In the passage on attribution theory, what three possible causes for an event or behavior did Harold Kelley specify?

-- start SOURCE EXTRACT --

In the 1950s, Fritz Heider posited that people were naive psychologists who try to make sense of the world around them. Part of that quest for sense making involves people seeking to explain how and why events happen. For instance, a person sees a news story on television about a plane crash and automatically seeks to explain the cause of the crash. People can generate cause-and-effect relationships based on little evidence and may create such relationships where none actually exists. Returning to our example, the person might think the crash was a result of terrorist activities based simply on limited evidence from initial reports about the crash. Right or wrong, people regularly assign causation to events they encounter.

Heider noted two trends about the attribution of causes. The first is that when people explain the behavior of others, they tend to attribute the cause to internal factors. It was something about the person that caused the event. The second is that when people explain their own behaviors, they tend to attribute the cause to external factors. It was something about the situation that caused the event. For example, two friends do poorly on a driving exam. One friend is likely to attribute the other’s failure to the friend’s poor driving skill but his or her own failure to poor weather conditions, a biased evaluator, or some other situational factor. This set of observations became known as the fundamental attribution error or correspondence bias.

Heider’s ideas stimulated the development of research that examined perceptions of causation and the effects of those perceptions. Most of that research has been conducted in the area of social psychology. The research falls under the general heading of attribution theory. Attribution refers to the inference or perception of a cause. Attribution theory is a collection of theories rather than one, integrated theory. These theories all involved a cognitive approach to understanding how people make causal attributions about events and the implications of those causal inferences on subsequent affect and behavior. It should be noted that not all events are equal in initiating a causal explanation. Negative events are much more likely to trigger a causal search and analysis than positive events.

This entry reviews two major lines of research in attribution theory: (1) the work of Harold Kelley and (2) the work of Bernard Weiner. Both individuals have developed distinct and influential research lines in attribution theory. After reviewing their work, the entry considers the way in which crises link attribution theory to corporate reputations.

Harold Kelley: Covariance

Harold Kelley’s attribution theory research centers on how people make causal inferences for events or behaviors when they have multiple observations relevant to the event or behavior. Kelley specified three possible causes for an event or behavior: (1) person, (2) entity, and (3) circumstances. The person is the individual who enacts the event or behavior. The entity is the task involved with the event or behavior. Circumstances are the external situational factors related to the event or behavior. An example will help clarify the three causes. Jill drops and breaks a very expensive statue at work. The cause could be that Jill is clumsy (person), that the statue was too heavy for her to carry (entity), or that there was a slippery liquid on the floor (circumstances) that caused Jill to slip. Causal attributions matter because the cause of the event or the behavior affects how people react to the people involved in the event or behavior.

-- end SOURCE EXTRACT --
-- start DATA SECTION --

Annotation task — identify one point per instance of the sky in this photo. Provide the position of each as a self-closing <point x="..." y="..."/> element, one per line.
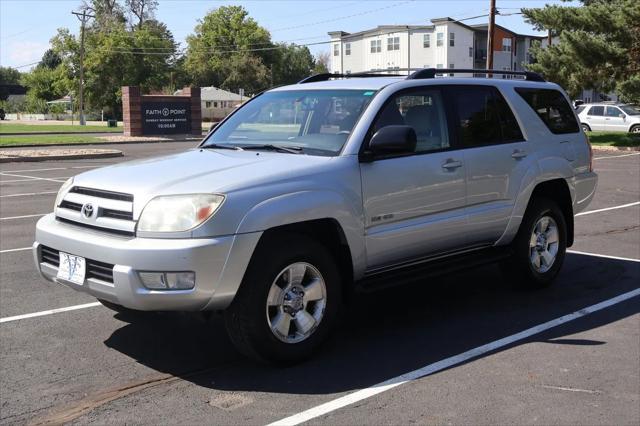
<point x="26" y="26"/>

-- end DATA SECTION --

▶ **RESULT OF THE TASK**
Person, entity, and circumstances.